# Task data

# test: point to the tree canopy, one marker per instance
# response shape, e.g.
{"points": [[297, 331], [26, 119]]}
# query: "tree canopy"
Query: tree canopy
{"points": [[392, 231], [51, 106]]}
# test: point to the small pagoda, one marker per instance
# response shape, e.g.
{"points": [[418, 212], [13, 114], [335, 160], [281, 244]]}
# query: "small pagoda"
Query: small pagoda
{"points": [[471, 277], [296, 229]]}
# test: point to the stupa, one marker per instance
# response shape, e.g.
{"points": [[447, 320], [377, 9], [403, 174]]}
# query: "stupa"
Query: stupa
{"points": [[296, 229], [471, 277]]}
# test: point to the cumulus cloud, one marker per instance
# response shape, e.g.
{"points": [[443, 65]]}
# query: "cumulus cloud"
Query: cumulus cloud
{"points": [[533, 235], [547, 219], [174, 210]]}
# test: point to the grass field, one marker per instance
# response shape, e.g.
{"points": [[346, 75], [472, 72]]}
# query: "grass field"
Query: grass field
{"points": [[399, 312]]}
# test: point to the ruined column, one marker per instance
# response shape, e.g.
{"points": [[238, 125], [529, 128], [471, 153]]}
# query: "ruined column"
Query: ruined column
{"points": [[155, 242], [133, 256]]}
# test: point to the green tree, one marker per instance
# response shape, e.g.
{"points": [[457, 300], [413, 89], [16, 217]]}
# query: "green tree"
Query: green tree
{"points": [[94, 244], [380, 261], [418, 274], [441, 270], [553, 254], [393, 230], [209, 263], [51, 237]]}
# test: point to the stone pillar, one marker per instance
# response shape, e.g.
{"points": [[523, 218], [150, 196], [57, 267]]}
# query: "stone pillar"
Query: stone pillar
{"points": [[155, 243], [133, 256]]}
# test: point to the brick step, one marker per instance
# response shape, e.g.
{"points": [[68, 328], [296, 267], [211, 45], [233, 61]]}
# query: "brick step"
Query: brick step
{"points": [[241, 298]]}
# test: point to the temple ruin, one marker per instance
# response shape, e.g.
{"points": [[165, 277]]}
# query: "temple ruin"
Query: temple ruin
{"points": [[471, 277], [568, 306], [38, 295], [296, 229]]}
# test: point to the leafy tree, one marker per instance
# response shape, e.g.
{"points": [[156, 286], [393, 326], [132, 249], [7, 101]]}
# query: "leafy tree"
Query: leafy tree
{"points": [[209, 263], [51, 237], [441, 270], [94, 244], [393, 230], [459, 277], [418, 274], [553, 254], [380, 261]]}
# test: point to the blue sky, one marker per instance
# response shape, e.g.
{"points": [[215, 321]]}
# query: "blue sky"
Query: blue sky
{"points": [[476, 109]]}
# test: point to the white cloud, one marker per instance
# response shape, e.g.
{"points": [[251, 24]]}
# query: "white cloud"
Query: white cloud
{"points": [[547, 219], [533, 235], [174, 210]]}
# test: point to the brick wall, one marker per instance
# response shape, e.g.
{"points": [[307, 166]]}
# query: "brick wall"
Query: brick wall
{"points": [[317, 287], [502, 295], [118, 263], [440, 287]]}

--

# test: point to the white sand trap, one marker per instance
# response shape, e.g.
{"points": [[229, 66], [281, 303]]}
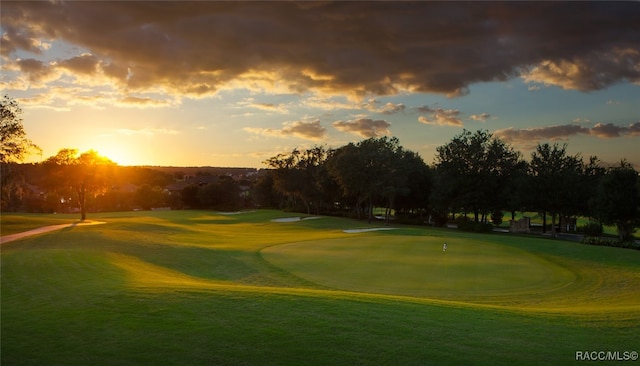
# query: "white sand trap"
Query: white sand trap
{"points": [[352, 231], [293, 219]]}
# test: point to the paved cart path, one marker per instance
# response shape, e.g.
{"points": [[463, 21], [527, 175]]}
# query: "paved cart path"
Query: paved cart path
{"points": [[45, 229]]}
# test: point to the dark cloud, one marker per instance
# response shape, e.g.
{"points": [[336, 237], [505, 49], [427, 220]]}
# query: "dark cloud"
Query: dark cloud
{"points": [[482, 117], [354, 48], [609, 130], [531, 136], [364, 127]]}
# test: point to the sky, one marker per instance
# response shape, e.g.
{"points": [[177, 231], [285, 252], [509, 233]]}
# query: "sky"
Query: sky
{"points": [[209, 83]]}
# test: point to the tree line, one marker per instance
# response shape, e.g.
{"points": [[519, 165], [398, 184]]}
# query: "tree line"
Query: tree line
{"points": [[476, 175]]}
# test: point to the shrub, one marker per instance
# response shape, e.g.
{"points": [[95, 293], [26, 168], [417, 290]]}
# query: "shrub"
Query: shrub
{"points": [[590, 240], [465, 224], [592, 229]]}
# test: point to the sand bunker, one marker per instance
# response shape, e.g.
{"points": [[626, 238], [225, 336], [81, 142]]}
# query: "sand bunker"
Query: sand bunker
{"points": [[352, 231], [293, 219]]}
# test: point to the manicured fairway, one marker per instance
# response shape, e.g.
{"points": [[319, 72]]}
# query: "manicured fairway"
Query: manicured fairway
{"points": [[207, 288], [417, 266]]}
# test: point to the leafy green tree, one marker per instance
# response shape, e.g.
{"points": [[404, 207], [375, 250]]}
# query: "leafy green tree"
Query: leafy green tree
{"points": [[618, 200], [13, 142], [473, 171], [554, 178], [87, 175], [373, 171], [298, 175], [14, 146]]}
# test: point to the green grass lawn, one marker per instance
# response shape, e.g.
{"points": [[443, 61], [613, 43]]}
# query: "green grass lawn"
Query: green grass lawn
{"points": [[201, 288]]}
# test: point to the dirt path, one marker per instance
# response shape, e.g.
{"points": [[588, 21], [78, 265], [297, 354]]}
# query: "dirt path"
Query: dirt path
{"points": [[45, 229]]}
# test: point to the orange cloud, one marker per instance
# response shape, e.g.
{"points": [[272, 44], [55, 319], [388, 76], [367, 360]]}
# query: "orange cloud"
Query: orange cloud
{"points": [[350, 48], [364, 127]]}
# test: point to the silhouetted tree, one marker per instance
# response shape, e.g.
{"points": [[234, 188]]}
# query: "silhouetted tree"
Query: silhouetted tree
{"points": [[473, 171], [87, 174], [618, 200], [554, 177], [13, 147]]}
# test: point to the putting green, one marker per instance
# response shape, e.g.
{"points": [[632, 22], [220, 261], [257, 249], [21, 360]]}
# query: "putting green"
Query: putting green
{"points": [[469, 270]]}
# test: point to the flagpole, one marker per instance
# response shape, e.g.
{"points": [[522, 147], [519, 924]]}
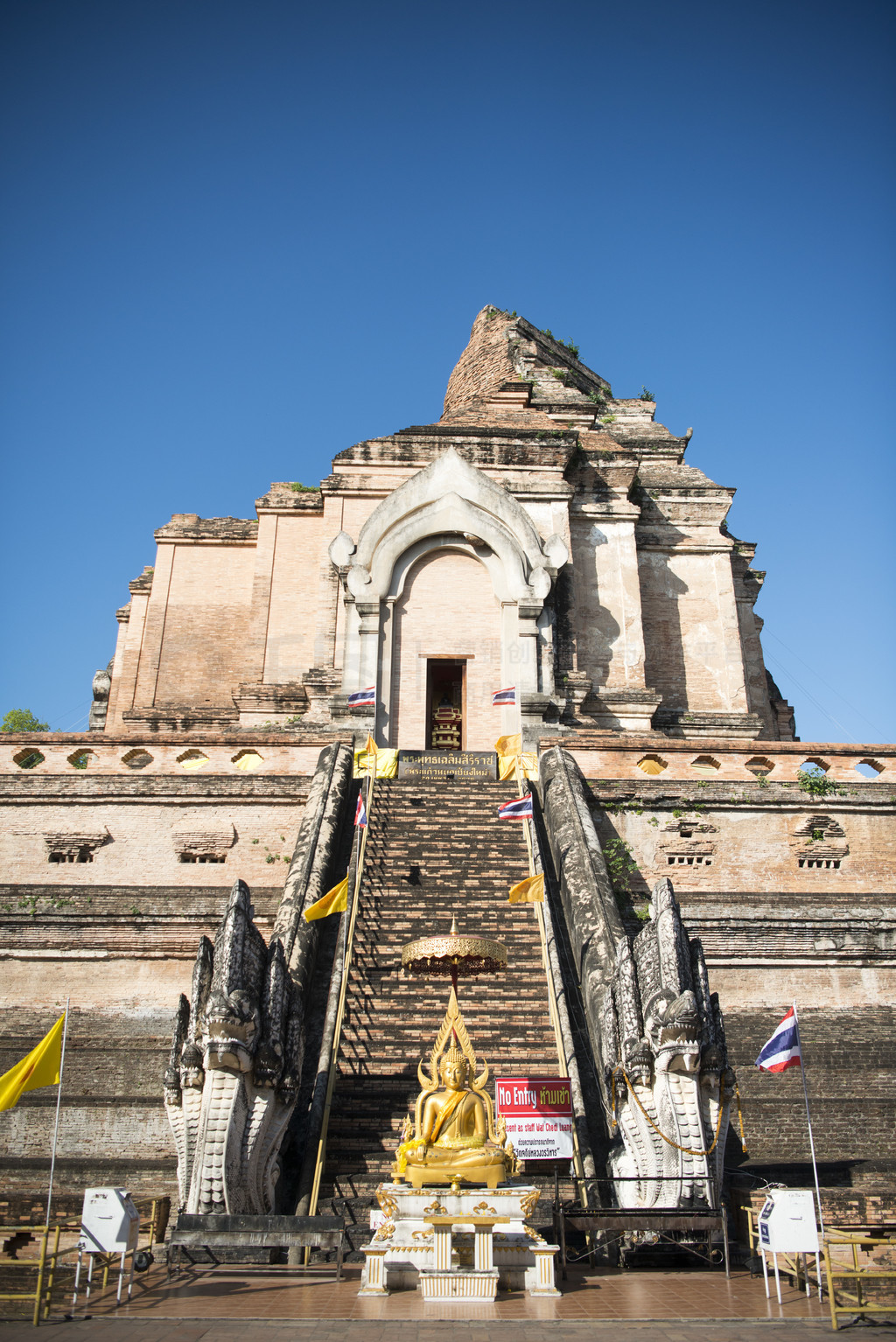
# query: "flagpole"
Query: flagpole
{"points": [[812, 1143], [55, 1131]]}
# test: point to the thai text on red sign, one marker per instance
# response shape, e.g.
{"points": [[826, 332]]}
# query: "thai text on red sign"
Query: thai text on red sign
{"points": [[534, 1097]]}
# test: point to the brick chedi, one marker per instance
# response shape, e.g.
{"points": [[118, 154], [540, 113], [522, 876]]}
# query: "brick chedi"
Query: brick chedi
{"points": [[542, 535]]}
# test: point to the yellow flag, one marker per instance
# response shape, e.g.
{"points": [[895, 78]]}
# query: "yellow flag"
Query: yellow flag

==

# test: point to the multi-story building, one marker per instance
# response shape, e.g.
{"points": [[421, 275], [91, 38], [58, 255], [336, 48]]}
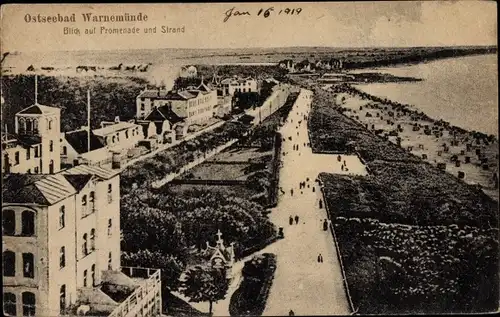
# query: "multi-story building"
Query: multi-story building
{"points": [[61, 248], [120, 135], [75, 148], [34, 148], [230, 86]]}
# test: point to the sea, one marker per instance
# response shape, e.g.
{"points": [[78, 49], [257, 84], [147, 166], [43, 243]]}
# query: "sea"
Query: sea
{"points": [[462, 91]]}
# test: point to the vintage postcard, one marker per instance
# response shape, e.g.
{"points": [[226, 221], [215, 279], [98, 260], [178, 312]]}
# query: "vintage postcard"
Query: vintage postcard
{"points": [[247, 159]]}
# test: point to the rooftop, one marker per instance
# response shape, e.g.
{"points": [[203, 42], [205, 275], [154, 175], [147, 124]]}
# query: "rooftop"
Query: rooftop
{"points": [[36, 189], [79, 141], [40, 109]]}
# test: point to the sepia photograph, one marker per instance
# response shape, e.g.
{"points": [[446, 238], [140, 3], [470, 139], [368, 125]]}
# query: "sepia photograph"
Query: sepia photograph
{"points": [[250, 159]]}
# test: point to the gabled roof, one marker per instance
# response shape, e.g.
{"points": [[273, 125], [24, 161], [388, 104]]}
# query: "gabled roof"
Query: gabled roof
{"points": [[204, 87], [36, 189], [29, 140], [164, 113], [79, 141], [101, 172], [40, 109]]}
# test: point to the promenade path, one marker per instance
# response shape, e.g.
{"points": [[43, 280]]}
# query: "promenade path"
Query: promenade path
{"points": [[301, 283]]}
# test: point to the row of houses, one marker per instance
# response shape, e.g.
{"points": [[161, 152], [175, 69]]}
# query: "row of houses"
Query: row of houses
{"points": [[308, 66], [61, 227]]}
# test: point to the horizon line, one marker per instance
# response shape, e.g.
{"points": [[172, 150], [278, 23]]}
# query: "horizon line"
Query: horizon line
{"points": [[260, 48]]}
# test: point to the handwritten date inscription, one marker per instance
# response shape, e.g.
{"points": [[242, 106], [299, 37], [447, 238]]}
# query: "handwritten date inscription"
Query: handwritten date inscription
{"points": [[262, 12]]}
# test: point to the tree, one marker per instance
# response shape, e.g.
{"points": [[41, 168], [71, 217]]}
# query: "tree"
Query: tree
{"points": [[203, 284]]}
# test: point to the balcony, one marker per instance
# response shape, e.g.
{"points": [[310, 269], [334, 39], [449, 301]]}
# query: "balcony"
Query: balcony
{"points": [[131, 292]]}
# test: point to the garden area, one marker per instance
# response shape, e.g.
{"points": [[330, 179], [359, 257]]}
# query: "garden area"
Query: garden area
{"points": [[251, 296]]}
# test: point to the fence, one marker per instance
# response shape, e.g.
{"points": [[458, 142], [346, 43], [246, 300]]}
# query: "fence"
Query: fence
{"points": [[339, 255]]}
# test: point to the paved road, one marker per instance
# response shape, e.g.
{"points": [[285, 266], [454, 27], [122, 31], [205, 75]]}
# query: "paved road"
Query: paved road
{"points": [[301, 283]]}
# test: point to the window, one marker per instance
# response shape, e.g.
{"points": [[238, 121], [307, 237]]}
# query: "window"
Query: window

# Work item
Return a copy of every line in the records that includes the string "yellow".

# Result below
# test: point to the yellow flag, one marker per instance
# query: "yellow flag"
Query: yellow flag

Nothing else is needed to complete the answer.